Task goal:
Set the data below down again, exactly, with every picture left out.

Data excerpts:
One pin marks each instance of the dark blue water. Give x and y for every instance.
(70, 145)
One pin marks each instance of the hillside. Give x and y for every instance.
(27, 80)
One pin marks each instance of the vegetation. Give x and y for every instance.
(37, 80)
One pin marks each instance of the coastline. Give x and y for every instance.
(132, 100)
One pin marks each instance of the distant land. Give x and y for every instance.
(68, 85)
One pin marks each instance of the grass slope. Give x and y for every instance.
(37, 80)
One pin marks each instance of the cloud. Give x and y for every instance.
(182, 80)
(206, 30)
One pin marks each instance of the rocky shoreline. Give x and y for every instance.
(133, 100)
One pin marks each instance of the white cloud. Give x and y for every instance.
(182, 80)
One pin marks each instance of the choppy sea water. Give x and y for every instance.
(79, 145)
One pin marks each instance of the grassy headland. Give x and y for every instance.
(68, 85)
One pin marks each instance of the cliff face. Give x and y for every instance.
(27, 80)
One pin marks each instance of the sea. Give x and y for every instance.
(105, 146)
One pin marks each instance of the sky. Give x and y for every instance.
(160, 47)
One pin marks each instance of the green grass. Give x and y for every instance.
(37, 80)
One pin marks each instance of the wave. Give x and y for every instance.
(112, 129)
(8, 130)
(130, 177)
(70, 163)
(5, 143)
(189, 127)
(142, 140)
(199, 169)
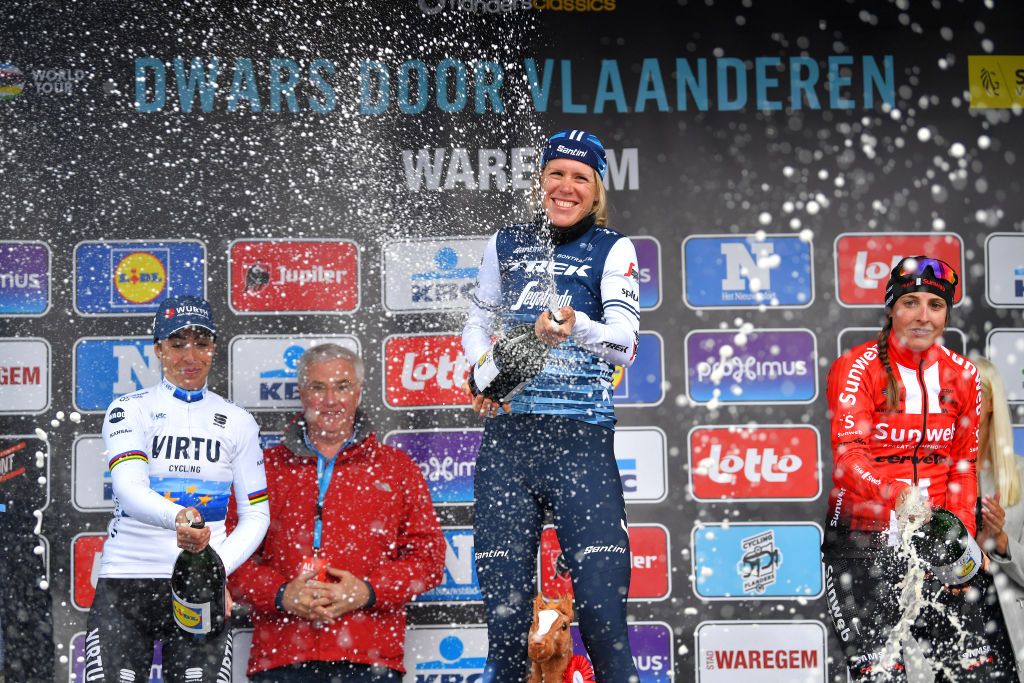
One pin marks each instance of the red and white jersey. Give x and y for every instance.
(876, 452)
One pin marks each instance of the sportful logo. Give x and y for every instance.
(272, 276)
(743, 464)
(760, 366)
(264, 369)
(863, 261)
(430, 274)
(138, 276)
(424, 371)
(110, 367)
(748, 271)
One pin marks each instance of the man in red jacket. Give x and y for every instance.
(353, 537)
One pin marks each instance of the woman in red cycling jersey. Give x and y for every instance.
(904, 413)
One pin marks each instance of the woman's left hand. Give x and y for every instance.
(334, 599)
(552, 333)
(994, 517)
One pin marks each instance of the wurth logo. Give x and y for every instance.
(552, 268)
(424, 371)
(766, 463)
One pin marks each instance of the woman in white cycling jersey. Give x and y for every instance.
(171, 449)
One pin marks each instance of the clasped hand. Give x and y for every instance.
(325, 601)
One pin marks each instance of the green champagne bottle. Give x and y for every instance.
(509, 365)
(949, 551)
(198, 589)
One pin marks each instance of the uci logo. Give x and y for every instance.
(140, 278)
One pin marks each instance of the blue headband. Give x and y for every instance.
(578, 145)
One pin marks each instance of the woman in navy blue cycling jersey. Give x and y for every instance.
(551, 446)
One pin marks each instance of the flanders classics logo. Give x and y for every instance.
(996, 82)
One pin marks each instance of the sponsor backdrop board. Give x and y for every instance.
(340, 180)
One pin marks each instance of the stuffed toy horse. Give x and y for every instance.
(550, 644)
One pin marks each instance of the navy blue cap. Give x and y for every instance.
(176, 313)
(579, 145)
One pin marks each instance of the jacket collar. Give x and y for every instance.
(904, 356)
(182, 394)
(295, 436)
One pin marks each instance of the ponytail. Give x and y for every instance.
(892, 387)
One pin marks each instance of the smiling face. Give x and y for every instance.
(186, 356)
(569, 190)
(330, 393)
(919, 319)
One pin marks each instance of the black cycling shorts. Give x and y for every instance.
(127, 615)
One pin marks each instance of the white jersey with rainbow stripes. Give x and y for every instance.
(168, 449)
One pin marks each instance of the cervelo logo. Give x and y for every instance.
(536, 294)
(552, 268)
(424, 371)
(743, 464)
(755, 651)
(863, 261)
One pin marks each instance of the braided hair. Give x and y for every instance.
(892, 387)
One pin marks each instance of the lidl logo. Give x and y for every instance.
(460, 583)
(863, 261)
(755, 561)
(105, 368)
(140, 276)
(125, 278)
(748, 271)
(996, 81)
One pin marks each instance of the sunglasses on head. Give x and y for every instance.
(916, 266)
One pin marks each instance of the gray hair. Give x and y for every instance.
(325, 352)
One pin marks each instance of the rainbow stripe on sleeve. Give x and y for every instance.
(125, 457)
(257, 497)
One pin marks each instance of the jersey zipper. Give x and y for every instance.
(924, 417)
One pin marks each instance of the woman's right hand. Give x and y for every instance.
(483, 406)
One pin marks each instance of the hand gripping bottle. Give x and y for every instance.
(949, 551)
(198, 589)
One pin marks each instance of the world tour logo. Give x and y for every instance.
(762, 367)
(194, 85)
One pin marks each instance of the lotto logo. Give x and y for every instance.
(863, 261)
(424, 371)
(770, 462)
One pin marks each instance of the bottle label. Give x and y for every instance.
(192, 616)
(485, 370)
(964, 568)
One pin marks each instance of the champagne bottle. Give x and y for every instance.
(509, 365)
(198, 589)
(947, 548)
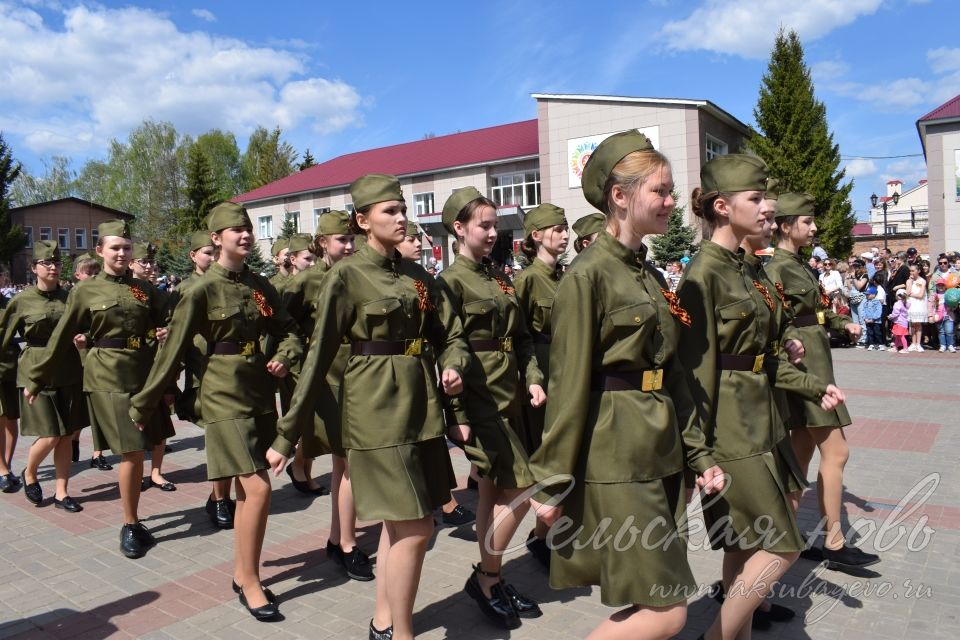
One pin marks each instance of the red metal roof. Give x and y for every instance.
(949, 109)
(491, 144)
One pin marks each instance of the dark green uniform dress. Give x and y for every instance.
(621, 427)
(60, 409)
(730, 354)
(231, 310)
(391, 416)
(491, 403)
(811, 316)
(536, 287)
(117, 313)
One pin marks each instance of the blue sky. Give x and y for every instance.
(346, 76)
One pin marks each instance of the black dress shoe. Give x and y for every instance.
(101, 463)
(458, 517)
(268, 611)
(377, 634)
(220, 515)
(32, 490)
(67, 504)
(497, 607)
(524, 606)
(130, 544)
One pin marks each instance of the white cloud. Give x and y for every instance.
(107, 70)
(204, 14)
(748, 27)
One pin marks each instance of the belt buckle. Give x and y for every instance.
(413, 347)
(652, 380)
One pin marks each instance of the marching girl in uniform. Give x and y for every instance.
(546, 239)
(812, 426)
(231, 307)
(333, 243)
(392, 424)
(60, 409)
(115, 312)
(489, 412)
(622, 427)
(728, 351)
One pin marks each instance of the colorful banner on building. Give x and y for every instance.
(579, 150)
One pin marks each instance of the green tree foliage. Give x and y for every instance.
(266, 159)
(677, 241)
(796, 143)
(12, 237)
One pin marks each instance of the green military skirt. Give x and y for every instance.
(113, 429)
(495, 448)
(55, 412)
(754, 510)
(238, 446)
(402, 482)
(606, 545)
(10, 399)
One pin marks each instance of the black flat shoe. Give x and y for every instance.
(32, 490)
(100, 463)
(267, 612)
(67, 504)
(497, 607)
(238, 589)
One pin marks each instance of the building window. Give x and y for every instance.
(715, 148)
(266, 226)
(521, 189)
(423, 204)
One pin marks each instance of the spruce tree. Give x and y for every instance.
(794, 140)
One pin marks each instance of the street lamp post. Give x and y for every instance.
(873, 201)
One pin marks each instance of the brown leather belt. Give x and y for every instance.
(412, 347)
(233, 348)
(492, 344)
(649, 380)
(133, 342)
(741, 363)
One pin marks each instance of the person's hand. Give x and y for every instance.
(548, 514)
(276, 460)
(537, 396)
(452, 382)
(795, 350)
(711, 481)
(832, 398)
(277, 369)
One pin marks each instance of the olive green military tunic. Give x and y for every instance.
(392, 422)
(231, 310)
(536, 287)
(60, 409)
(491, 403)
(811, 317)
(621, 447)
(117, 313)
(729, 352)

Result of the task:
One pin marks each instance of the dark blue water. Give x and y for every instance.
(70, 145)
One pin marks each instance of the hillside. Give x and y for every instance.
(27, 80)
One pin marks each instance of the vegetation. Give x and y for every instance.
(37, 80)
One pin marks each instance of the coastline. Give x and y for every instance.
(132, 100)
One pin marks each instance of the distant land. Give x and y for every instance.
(68, 85)
One pin marks each instance of the grass slope. Give x and y for every instance.
(37, 80)
One pin marks each instance of the cloud. Give x and y for every instance.
(182, 80)
(206, 30)
One pin marks each instance of the rocky shoreline. Give x and y for every instance.
(133, 100)
One pin marks each instance of the white cloud. Give x and y for every instance.
(182, 80)
One pin marks each instance of the choppy sea water. Give x and y for every instance.
(79, 145)
One pin marks each instance of the grassy headland. Give x and y for every instance.
(68, 85)
One pin marks each instance of the cliff face. Give x and y for every instance.
(27, 80)
One pin marks each instance of the sea. Give x and y for every instance.
(105, 146)
One pin marks each instance of the sky. Give x and y for every instance.
(160, 47)
One pin marks each instance of the green grass. Give x and y for every instance.
(37, 80)
One pin marks each instance of the wave. Give x and y for every instance.
(112, 129)
(8, 130)
(130, 177)
(70, 163)
(5, 143)
(189, 127)
(142, 140)
(199, 169)
One pin marks each instance of the red and white jersey. Give x and y for every instance.
(876, 452)
One pin marks each instance of the sportful logo. Give x and y for every instance.
(272, 276)
(743, 464)
(760, 366)
(264, 369)
(863, 261)
(430, 274)
(138, 276)
(424, 371)
(110, 367)
(748, 271)
One pin marks each instance of the man in red jacket. Give x and y for every instance.
(353, 537)
One pin marks each instance of the woman in red cycling jersey. Give x and y for every instance.
(904, 413)
One pin marks each instance of the woman's left hand. Give x and y for every instance.
(334, 599)
(552, 333)
(994, 517)
One pin marks each instance of the wurth logo. Give x and y for every instance.
(552, 268)
(424, 371)
(766, 463)
One pin marks each instance of the woman in white cycling jersey. Give x and y for every instance.
(171, 449)
One pin marks each instance of the clasped hand. Give x and y for every instance.
(325, 601)
One pin marks each instance of the green champagne bottle. Give x and y for every instance.
(509, 365)
(949, 551)
(198, 589)
One pin marks each instance of the uci logo. Give x and y for every instance.
(140, 278)
One pin marks each instance of the blue headband. Give x and y for every instance.
(578, 145)
One pin marks each instance of the woman in navy blue cycling jersey. Give x and y for every instance.
(551, 446)
One pin marks each instance of the flanders classics logo. Give x and y for every instance.
(996, 82)
One pin marks each instance of the sponsor backdrop board. Give x and y for every instance.
(340, 180)
One pin marks each instance of the stuffed toy horse. Give x and y for every instance.
(550, 644)
One pin marks each instance of the navy blue cap. Give x and y for every instance.
(176, 313)
(579, 145)
One pin marks each instance of the jacket collar. Give x and y for every instance.
(904, 356)
(182, 394)
(295, 436)
One pin marks each instance of the ponytail. Give x and y for every instance.
(892, 387)
One pin marks each instance of the smiling face. Give x and y for every instance.
(186, 356)
(569, 190)
(330, 393)
(919, 319)
One pin marks each instance of the black cycling shorts. Give x and y for every instance.
(127, 615)
One pin marks each instance of the white jersey with rainbow stripes. Give x and y for every instance.
(168, 449)
One pin marks each instance of the cervelo logo. Give x and y for every instance.
(536, 294)
(552, 268)
(424, 371)
(743, 464)
(755, 651)
(863, 261)
One pin marks each instance of the braided hair. Give x and y for every instance.
(892, 387)
One pin marks each instance of the lidl logo. Give x and y for every instance.
(460, 583)
(863, 261)
(755, 561)
(105, 368)
(140, 276)
(125, 278)
(748, 271)
(996, 81)
One pin marks each instance of the sunglasses on head. Give x and y for every instance.
(916, 266)
One pin marks each instance of the gray hair. Give x and y for every instance.
(325, 352)
One pin marks each instance of the rainbow stripe on sleeve. Give x and y for every instance.
(125, 457)
(257, 497)
One pin marks each instance of the jersey zipper. Give x and y for every instance.
(924, 417)
One pin marks each instance of the woman's right hand. Give x and y for every instance.
(483, 406)
One pin marks each instance of the hand gripping bottle. Give x and y for every instance.
(949, 551)
(198, 589)
One pin marks each instance of the world tour logo. Give x and y for every instance.
(762, 367)
(194, 85)
One pin marks each instance of the lotto logo. Give x and y for every instance.
(863, 261)
(424, 371)
(770, 462)
One pin marks each instance of the bottle label. Give x and y for every instance.
(192, 616)
(485, 370)
(964, 568)
One pin marks each instance of the champagne bottle. Give x and y for every instance.
(509, 365)
(198, 589)
(947, 548)
One pin marks each instance of the red metal roof. Give x and y for every instance.
(949, 109)
(491, 144)
One pin marks each instance of the dark green uniform dress. Give x and y for every instance.
(621, 427)
(60, 409)
(730, 354)
(231, 310)
(391, 416)
(491, 403)
(811, 316)
(536, 287)
(117, 313)
One pin marks each instance of the blue sky. Give x and y for every instance.
(346, 76)
One pin marks each instance of the black dress shoe. Give x and y for every instance.
(101, 463)
(458, 517)
(268, 611)
(377, 634)
(220, 515)
(32, 490)
(67, 504)
(497, 607)
(524, 606)
(130, 544)
One pin marks each instance of the white cloud. Give x and y for every instance.
(107, 70)
(204, 14)
(748, 27)
One pin marks each instance of the belt buckle. Give x and y for every instance.
(413, 347)
(652, 380)
One pin marks each instance of the marching girl in uniform. Give x and y for every instance.
(546, 239)
(812, 426)
(231, 307)
(333, 243)
(392, 424)
(60, 409)
(115, 312)
(489, 412)
(622, 427)
(728, 351)
One pin marks each instance of the colorful banner on building. Give x and y for every instance.
(579, 150)
One pin marks each instance of the green tree foliage. Give x and y for every instance.
(266, 159)
(677, 241)
(796, 143)
(12, 237)
One pin marks each instance of the green military skirt. Give x and y for every instance.
(113, 429)
(495, 448)
(55, 412)
(754, 510)
(238, 446)
(402, 482)
(606, 545)
(10, 399)
One pin marks each instance of the black flat shoe. Give x and y for every instance.
(32, 490)
(100, 463)
(267, 612)
(67, 504)
(497, 607)
(238, 589)
One pin marks each instance of the building window. Give x and y for every instance.
(715, 148)
(266, 226)
(521, 189)
(423, 204)
One pin marks each instance of the spruce tree. Give x and y for every instance.
(794, 140)
One pin marks each instance of the street lamp post. Give x and y for every instance.
(873, 201)
One pin marks each instance of the brown leather belt. Give x and y for every instance.
(412, 347)
(233, 348)
(492, 344)
(649, 380)
(133, 342)
(741, 363)
One pin marks each instance of the person's hand. Give x and y for every instance.
(548, 514)
(276, 460)
(537, 396)
(452, 382)
(795, 350)
(711, 481)
(832, 398)
(277, 369)
One pin marks each instance of the olive green military tunic. Give x and y for every instance.
(392, 422)
(231, 310)
(536, 287)
(60, 409)
(491, 403)
(811, 317)
(621, 447)
(117, 313)
(729, 352)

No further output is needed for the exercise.